>>>

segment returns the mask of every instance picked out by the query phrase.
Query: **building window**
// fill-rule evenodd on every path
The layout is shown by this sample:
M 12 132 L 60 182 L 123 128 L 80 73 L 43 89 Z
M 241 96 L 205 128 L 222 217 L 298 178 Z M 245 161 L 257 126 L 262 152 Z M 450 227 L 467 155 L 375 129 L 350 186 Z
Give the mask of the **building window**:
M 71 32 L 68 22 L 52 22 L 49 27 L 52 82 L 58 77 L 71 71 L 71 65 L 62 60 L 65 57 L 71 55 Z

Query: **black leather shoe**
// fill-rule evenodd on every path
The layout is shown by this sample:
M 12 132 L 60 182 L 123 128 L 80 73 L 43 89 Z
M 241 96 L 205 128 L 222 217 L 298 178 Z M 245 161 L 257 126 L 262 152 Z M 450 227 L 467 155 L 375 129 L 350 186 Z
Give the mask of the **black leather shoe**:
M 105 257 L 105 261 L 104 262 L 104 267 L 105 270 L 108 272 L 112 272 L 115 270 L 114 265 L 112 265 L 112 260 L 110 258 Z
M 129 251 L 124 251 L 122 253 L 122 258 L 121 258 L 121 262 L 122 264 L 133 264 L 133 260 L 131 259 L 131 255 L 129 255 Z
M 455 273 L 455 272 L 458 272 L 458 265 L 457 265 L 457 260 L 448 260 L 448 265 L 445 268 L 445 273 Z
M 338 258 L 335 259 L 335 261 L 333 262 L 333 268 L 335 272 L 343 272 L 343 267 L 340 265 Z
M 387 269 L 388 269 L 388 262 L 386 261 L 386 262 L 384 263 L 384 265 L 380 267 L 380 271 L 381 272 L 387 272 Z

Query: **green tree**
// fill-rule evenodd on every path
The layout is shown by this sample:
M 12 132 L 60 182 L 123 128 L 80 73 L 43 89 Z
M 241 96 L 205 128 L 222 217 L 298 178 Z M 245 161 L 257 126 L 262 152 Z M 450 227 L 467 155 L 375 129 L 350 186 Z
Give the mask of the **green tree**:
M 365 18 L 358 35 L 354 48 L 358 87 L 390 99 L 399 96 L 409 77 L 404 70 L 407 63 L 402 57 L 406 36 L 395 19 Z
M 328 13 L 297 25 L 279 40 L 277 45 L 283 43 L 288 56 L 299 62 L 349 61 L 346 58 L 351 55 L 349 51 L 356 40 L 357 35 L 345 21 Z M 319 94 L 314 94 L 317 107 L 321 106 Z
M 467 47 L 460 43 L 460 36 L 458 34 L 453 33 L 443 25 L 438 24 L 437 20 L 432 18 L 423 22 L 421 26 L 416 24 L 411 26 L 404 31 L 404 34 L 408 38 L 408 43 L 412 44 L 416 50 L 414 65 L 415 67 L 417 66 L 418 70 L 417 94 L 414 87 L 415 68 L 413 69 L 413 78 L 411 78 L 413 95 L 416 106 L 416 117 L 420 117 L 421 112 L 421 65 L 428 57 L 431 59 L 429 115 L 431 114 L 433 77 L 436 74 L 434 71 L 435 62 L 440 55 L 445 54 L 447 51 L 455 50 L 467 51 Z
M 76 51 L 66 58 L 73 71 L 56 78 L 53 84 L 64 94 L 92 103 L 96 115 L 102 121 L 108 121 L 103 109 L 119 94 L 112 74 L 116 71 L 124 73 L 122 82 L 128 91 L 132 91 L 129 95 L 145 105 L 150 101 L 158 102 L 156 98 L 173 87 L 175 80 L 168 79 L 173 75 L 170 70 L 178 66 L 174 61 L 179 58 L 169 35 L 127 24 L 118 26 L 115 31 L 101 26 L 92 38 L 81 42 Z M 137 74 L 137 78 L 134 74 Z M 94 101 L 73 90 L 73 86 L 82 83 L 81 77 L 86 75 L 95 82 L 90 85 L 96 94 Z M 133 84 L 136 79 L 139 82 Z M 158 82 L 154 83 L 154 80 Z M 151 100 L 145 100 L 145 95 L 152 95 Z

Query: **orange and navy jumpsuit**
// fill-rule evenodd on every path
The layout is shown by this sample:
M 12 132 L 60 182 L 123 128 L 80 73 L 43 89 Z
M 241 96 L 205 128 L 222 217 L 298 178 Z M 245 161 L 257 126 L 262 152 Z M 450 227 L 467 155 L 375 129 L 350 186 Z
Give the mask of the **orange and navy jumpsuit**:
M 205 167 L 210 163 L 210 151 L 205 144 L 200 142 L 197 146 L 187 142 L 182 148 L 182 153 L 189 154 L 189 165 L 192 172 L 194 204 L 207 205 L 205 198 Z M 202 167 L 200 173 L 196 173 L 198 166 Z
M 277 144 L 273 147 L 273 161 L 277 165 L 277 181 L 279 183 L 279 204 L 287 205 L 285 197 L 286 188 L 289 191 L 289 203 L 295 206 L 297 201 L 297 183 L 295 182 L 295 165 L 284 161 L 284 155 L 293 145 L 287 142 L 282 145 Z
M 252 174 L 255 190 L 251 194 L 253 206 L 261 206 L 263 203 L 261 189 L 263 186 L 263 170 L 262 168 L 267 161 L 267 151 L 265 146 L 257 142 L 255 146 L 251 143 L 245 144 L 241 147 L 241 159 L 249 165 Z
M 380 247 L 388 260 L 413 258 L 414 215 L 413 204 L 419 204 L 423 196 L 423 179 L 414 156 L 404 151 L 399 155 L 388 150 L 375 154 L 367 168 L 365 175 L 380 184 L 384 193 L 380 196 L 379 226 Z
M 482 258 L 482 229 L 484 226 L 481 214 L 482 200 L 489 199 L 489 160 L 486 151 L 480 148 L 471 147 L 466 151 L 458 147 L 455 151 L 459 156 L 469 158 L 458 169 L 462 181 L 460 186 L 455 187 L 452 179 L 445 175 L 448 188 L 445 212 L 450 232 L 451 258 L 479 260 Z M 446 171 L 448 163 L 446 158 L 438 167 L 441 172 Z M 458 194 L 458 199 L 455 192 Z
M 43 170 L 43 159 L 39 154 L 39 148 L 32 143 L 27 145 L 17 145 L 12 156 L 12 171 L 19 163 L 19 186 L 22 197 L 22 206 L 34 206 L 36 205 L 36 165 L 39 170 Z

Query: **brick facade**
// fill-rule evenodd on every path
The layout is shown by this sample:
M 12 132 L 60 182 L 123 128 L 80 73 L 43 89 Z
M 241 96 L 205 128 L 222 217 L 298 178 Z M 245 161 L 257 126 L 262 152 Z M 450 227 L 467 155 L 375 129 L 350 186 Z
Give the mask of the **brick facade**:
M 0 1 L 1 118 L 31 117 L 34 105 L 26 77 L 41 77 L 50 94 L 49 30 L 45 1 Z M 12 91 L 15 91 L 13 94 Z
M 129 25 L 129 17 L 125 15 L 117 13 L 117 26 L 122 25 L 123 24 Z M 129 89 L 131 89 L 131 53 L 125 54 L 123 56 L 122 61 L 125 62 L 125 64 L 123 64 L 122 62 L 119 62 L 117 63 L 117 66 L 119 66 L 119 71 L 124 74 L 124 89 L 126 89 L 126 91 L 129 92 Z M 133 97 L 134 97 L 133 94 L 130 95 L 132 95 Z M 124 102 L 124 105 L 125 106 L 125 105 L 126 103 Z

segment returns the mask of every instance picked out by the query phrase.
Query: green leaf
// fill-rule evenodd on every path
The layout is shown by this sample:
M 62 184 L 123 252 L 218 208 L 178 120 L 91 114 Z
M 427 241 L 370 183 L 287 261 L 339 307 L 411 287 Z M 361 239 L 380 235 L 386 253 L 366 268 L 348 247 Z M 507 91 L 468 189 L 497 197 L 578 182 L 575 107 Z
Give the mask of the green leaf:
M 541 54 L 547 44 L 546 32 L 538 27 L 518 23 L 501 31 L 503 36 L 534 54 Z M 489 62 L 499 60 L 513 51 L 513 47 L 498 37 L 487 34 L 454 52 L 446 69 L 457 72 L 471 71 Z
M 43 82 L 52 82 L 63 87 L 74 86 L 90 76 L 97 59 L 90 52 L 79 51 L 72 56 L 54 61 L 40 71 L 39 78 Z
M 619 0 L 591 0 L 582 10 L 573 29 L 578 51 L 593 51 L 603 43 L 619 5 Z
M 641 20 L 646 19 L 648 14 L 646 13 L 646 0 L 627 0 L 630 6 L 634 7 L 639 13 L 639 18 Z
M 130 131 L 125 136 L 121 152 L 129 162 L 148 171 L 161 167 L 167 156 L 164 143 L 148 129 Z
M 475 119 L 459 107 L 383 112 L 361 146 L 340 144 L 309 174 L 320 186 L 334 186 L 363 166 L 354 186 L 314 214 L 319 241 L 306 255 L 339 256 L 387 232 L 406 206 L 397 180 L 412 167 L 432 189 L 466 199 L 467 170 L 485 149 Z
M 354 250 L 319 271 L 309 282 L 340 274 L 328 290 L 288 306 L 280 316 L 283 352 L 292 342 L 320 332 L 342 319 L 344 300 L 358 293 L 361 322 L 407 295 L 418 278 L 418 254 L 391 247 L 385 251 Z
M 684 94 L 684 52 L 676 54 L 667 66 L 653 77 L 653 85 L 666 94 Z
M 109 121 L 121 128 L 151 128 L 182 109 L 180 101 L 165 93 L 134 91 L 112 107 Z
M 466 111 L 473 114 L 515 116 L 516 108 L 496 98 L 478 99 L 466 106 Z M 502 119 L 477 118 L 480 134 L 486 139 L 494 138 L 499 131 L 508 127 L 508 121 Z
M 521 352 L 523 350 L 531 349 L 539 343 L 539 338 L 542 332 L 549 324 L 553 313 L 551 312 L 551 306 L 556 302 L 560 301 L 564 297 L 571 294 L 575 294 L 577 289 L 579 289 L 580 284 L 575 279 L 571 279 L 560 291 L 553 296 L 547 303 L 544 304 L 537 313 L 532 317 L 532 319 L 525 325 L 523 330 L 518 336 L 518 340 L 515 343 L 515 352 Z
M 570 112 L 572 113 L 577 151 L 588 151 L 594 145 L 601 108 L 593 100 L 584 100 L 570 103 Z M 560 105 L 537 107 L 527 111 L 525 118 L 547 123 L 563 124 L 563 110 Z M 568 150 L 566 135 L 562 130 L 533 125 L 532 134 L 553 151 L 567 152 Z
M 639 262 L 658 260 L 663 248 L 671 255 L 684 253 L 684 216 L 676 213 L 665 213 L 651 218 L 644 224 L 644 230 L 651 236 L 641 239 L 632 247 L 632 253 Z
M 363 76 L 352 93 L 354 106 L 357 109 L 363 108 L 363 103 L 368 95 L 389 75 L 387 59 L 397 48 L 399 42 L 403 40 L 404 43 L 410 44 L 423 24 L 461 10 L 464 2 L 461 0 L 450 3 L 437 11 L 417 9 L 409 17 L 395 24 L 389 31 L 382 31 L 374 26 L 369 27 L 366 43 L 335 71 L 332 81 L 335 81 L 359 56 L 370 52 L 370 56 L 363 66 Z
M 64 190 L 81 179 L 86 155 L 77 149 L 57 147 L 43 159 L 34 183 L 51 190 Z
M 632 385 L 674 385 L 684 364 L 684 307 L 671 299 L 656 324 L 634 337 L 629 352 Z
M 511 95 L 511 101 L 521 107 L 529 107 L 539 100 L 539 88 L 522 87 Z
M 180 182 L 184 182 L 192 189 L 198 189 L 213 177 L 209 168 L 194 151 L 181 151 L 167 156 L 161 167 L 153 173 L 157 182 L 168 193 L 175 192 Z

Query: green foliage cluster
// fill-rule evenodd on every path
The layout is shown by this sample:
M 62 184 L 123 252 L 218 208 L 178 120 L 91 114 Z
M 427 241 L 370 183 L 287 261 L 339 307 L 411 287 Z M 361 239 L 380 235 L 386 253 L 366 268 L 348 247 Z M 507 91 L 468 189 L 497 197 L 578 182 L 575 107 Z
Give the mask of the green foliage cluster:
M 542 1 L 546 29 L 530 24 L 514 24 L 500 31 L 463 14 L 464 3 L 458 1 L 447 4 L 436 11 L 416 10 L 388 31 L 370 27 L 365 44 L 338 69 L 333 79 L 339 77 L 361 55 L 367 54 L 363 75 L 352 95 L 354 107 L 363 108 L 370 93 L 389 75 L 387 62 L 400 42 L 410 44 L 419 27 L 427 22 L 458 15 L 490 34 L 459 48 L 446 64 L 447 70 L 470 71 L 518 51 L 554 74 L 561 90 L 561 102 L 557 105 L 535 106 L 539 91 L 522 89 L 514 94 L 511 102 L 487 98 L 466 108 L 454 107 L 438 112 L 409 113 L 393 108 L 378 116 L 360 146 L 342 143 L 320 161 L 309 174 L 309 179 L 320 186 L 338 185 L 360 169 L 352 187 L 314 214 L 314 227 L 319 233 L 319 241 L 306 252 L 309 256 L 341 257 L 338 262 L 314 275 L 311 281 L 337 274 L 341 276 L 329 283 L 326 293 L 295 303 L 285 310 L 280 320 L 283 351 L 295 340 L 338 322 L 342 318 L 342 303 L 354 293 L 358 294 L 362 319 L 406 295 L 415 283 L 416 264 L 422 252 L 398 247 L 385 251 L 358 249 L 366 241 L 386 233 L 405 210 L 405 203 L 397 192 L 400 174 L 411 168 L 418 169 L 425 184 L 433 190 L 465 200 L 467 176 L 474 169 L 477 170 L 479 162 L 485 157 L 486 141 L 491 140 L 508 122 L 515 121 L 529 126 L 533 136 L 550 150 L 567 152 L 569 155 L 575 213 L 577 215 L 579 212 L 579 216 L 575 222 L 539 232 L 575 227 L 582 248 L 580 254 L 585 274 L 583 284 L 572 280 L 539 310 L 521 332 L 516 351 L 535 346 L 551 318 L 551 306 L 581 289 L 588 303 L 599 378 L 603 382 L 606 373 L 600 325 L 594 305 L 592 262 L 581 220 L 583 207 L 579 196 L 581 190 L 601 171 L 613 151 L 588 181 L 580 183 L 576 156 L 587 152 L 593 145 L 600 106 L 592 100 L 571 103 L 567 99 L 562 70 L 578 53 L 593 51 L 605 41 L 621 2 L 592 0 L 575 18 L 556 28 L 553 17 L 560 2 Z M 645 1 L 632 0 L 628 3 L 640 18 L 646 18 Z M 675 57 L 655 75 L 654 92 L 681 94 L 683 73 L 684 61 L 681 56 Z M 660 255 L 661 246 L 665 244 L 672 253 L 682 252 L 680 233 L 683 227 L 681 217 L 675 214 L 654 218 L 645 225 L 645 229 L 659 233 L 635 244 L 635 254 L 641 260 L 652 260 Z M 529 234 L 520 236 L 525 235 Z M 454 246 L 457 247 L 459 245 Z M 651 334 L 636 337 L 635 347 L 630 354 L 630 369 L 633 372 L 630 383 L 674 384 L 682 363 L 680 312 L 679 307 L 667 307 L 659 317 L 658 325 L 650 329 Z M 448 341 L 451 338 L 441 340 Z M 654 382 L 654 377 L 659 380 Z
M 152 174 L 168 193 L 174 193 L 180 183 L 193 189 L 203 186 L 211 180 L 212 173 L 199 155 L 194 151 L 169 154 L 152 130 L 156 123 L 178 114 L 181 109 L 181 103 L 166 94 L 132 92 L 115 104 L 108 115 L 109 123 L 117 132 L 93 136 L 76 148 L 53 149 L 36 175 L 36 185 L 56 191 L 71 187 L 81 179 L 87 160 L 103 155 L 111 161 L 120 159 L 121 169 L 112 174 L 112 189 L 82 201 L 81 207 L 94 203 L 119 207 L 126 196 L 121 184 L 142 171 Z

<<<

■ REQUIREMENT: Extract the lines above without any change, starting with the very first one and ending with the line that contains "M 71 32 L 68", both included.

■ RESULT OF THIS TASK:
segment returns the mask of every instance picked out by the query phrase.
Query: **building window**
// fill-rule evenodd on every path
The layout is shown by this sample:
M 12 132 L 60 182 L 123 128 L 80 73 L 43 89 Z
M 241 96 L 205 128 L 222 217 L 298 178 Z M 245 161 L 257 126 L 262 152 Z M 450 227 L 467 155 L 375 129 L 350 186 Z
Give the mask of the **building window**:
M 71 32 L 68 22 L 52 22 L 49 27 L 52 82 L 58 77 L 71 71 L 71 65 L 62 60 L 65 57 L 71 55 Z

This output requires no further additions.